• Questions to answer:
a: In the article on Harvey Weinstein's firing, why does Bloomberg News see the scandal as possibly a watershed moment for Hollywood? Answer in one to three sentences.
b: Decide whether each statement agrees with the article on Harvey Weinstein's firing. Answer yes or no for each, and quote the words from the article that decide it.
(i) Weinstein was fired on a Sunday.
(ii) The allegations against Weinstein first appeared in a Bloomberg News story.
(iii) A Vox headline called the revelations the tip of an iceberg that is growing larger.
c: Write the next part of the article on Harvey Weinstein's firing, starting after its last sentence.
---------- Text shown ----------
The firing of film titan and studio co-founder Harvey Weinstein on Sunday, after a New York Times story published allegations of years of sexual harassment, is getting billed as a potential landmark event for the culture of the movie industry.
Bloomberg News reported that the scandal has the "potential to be a watershed moment for Hollywood," encouraging more victims of alleged sexual harassment to come forward. The executive producer of the HBO series Girls, Jenni Konner, told the New York Times that "I see this as a tipping point, [the] moment we look back on and say, 'That's when it all started to change'." A Vox headline said the Weinstein revelations were "the tip of a huge Hollywood iceberg - that may be starting to melt."
Yet some industry observers and legal experts say such optimism could be premature. The courage of harassment victims to speak out may help propel more change -- or at least more women to come forward. And whatever media zeitgeist, business conditions or generational shift helped what is said to be a long-whispered story get told could surely bring about more disclosures. But translating explosive headlines into lasting industry change will also require Hollywood to finally reckon with the low numbers of women who hold leadership roles in front of and behind the camera.
---------- Data records ----------
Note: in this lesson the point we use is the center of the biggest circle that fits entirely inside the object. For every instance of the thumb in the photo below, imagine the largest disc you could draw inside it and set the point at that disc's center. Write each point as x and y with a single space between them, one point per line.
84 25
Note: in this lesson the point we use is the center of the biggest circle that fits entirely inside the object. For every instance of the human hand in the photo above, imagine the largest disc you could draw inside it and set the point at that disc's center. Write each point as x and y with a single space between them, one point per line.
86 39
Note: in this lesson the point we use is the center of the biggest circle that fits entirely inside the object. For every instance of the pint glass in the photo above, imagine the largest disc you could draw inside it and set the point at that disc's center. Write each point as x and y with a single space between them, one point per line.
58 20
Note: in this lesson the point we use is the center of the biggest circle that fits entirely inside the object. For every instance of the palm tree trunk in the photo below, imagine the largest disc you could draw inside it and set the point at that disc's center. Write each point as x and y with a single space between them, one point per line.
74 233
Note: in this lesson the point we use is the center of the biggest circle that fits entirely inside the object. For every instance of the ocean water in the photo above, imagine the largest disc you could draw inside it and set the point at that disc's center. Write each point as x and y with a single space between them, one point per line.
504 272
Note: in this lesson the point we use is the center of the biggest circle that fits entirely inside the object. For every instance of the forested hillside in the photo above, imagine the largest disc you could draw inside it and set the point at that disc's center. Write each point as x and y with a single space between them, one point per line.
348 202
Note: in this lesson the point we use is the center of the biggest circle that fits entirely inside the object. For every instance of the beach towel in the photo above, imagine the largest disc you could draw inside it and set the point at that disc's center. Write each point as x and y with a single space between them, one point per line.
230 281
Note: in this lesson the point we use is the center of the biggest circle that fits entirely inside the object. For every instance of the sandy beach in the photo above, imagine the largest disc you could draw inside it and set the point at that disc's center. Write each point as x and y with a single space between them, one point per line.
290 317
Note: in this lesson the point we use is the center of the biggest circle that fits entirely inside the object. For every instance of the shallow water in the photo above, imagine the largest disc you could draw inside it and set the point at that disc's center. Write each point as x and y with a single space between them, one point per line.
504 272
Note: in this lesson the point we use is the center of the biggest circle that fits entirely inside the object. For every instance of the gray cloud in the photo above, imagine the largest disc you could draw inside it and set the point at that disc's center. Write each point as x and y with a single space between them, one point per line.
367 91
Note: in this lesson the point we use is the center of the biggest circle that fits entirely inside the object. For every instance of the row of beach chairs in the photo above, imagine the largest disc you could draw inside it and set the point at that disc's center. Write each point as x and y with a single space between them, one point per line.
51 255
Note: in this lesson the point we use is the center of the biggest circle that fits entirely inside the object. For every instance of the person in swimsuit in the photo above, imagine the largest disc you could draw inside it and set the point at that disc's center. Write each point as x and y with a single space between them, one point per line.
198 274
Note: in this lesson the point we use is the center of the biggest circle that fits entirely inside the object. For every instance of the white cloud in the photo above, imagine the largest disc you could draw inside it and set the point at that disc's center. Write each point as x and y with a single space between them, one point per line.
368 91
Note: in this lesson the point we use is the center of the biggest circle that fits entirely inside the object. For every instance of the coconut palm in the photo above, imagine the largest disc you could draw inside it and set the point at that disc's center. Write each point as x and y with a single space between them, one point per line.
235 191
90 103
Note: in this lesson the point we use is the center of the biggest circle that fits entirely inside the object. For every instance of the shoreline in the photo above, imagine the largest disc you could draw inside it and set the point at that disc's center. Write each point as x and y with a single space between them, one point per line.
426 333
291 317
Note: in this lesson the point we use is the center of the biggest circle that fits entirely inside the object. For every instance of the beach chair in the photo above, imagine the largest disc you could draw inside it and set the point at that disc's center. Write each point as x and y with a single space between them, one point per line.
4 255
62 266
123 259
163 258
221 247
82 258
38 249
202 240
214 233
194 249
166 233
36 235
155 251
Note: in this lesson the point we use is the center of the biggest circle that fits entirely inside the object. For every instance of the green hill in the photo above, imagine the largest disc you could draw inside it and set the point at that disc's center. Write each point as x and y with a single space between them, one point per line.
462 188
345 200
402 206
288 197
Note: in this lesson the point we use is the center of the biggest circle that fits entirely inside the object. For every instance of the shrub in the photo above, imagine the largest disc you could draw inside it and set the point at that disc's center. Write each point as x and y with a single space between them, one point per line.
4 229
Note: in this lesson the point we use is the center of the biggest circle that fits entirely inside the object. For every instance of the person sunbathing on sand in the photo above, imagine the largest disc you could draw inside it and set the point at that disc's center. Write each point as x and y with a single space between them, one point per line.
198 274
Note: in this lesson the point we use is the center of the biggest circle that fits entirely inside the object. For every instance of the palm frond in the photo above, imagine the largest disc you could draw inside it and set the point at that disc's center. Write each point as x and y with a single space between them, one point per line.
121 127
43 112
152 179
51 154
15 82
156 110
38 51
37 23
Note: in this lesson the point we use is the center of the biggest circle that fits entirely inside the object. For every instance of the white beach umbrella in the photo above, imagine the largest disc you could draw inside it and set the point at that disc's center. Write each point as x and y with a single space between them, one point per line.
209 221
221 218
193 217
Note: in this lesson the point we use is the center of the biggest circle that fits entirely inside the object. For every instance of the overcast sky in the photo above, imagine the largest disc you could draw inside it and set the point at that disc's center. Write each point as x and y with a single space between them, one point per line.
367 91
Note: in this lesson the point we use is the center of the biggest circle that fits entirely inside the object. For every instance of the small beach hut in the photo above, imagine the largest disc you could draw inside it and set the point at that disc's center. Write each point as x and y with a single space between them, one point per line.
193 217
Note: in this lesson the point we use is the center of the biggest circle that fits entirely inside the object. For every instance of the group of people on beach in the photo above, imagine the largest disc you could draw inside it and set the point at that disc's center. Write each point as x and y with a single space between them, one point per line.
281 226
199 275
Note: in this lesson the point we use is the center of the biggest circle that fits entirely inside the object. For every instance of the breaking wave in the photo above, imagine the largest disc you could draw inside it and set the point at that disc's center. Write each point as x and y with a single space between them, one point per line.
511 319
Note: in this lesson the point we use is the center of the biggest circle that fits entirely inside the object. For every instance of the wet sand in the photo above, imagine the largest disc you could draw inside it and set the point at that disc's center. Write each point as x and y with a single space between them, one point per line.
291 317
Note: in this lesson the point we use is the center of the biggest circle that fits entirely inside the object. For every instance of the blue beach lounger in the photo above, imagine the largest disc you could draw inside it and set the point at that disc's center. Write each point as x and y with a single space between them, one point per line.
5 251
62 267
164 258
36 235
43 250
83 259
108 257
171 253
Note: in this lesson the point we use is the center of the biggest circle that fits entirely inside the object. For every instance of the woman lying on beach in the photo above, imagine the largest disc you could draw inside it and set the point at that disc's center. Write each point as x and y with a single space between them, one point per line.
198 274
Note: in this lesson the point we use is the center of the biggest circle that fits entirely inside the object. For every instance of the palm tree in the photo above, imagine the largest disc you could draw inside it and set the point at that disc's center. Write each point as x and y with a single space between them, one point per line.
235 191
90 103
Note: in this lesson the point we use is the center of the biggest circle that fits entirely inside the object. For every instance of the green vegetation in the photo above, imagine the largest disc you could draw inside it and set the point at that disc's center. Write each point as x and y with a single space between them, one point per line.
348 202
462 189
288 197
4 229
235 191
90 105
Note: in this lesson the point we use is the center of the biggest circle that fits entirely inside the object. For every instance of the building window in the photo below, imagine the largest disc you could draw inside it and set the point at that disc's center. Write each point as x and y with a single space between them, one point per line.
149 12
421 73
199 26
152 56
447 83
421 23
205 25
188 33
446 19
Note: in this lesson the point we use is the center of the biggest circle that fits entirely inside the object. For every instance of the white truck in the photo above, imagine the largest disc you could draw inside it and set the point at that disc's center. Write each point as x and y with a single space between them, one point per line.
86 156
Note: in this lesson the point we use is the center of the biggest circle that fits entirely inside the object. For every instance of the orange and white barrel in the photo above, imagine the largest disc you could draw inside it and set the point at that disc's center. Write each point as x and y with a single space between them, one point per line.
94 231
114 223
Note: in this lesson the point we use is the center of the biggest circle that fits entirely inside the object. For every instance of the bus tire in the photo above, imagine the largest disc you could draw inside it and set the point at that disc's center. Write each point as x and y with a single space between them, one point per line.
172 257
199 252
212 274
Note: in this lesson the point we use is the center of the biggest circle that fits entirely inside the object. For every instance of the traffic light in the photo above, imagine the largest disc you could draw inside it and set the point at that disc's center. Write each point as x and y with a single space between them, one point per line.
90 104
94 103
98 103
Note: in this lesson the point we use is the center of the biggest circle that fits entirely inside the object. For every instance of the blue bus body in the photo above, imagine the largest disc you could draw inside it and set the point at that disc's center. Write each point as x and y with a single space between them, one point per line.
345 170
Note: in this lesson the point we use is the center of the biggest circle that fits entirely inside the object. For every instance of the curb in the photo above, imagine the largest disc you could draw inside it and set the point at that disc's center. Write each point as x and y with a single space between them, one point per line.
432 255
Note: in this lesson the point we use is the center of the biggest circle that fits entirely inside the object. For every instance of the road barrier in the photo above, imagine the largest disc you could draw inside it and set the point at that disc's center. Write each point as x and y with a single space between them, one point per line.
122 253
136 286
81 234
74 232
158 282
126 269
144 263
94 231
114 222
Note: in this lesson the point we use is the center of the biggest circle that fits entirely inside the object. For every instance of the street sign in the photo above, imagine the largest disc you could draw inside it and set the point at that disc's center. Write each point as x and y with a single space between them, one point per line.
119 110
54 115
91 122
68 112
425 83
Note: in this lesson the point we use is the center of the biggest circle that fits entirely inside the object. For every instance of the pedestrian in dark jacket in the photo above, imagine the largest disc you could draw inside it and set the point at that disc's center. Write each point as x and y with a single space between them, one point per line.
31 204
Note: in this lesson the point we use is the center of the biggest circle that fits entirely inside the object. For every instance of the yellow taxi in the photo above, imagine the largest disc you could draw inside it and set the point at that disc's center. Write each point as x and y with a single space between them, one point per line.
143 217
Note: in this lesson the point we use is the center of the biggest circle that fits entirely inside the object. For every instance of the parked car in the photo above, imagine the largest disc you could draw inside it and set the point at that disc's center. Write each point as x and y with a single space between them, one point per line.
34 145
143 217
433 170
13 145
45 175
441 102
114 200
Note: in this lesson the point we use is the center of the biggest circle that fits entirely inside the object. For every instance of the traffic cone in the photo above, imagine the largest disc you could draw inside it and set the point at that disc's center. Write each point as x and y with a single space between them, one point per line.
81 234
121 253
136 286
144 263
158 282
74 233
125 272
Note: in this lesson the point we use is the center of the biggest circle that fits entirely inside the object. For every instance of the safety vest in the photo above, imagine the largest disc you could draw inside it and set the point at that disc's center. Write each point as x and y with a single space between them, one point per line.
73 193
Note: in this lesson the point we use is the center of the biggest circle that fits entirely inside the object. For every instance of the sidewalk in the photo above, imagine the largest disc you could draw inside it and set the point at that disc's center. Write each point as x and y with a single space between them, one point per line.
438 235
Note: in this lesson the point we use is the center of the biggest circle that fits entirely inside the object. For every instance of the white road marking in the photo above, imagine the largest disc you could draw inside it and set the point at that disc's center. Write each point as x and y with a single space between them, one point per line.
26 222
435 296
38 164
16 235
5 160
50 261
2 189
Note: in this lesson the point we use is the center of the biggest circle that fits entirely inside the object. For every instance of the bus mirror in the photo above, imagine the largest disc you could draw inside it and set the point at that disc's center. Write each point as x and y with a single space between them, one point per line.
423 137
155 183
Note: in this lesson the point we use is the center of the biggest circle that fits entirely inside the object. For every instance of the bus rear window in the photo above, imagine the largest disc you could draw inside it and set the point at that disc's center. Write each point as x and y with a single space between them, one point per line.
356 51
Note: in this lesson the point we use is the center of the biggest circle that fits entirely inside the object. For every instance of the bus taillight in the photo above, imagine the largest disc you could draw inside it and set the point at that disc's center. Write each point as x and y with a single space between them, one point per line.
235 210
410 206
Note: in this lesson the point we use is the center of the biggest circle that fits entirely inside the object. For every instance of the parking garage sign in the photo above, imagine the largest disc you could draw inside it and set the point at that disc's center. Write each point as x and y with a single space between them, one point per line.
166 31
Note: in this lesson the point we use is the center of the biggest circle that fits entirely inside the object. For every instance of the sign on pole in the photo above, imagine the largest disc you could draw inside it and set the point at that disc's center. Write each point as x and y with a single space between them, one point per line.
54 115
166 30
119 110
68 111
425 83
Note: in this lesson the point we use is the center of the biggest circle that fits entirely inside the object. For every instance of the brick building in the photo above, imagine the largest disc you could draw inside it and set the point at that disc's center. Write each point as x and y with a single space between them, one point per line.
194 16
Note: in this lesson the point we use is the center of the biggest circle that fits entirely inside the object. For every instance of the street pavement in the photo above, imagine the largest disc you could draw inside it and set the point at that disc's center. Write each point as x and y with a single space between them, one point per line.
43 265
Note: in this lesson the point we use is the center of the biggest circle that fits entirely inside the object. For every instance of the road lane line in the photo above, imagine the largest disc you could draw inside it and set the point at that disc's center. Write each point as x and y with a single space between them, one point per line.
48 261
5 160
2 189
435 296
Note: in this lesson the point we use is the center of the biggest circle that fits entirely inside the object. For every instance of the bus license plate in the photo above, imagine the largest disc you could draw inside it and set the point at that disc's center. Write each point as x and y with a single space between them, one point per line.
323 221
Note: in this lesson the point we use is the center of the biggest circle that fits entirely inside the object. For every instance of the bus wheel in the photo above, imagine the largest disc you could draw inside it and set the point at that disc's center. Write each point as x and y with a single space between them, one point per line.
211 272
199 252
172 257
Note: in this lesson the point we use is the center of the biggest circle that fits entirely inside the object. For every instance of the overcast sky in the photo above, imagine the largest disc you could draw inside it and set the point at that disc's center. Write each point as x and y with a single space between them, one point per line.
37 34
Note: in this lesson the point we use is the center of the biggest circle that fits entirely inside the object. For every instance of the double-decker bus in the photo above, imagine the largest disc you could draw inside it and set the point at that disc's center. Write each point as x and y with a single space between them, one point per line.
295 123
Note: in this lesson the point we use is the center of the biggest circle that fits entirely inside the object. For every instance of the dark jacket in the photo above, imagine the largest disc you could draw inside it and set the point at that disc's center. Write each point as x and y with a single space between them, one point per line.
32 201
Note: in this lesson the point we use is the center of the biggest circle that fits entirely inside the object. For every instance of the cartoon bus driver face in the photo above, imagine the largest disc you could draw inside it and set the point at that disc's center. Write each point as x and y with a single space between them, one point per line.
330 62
----------
• Answers by item number:
a: Bloomberg News sees the scandal as possibly a watershed moment because it could encourage more victims of alleged sexual harassment to come forward.

b:
(i) Yes: "The firing of film titan and studio co-founder Harvey Weinstein on Sunday"
(ii) No: "after a New York Times story published allegations of years of sexual harassment"
(iii) No: "the tip of a huge Hollywood iceberg - that may be starting to melt."

c:
"It's only a tipping point if structural things happen that change behaviour," Debra Katz, a Washington lawyer who represents plaintiffs in harassment suits, said. "And structural things absolutely [means] having more women in top roles with the ability to put women in roles where they're directors, producers and have genuine autonomy and power."
Writing in the Hollywood Reporter, editor-at-large Kim Masters made a similar point. While studios with corporate parents may be less willing to tolerate bad behaviour today than in the past, she wrote, "until women are properly represented in front of and behind the cameras and in executive offices - and the statistics are grim - Hollywood won't truly cure itself of this particular sickness."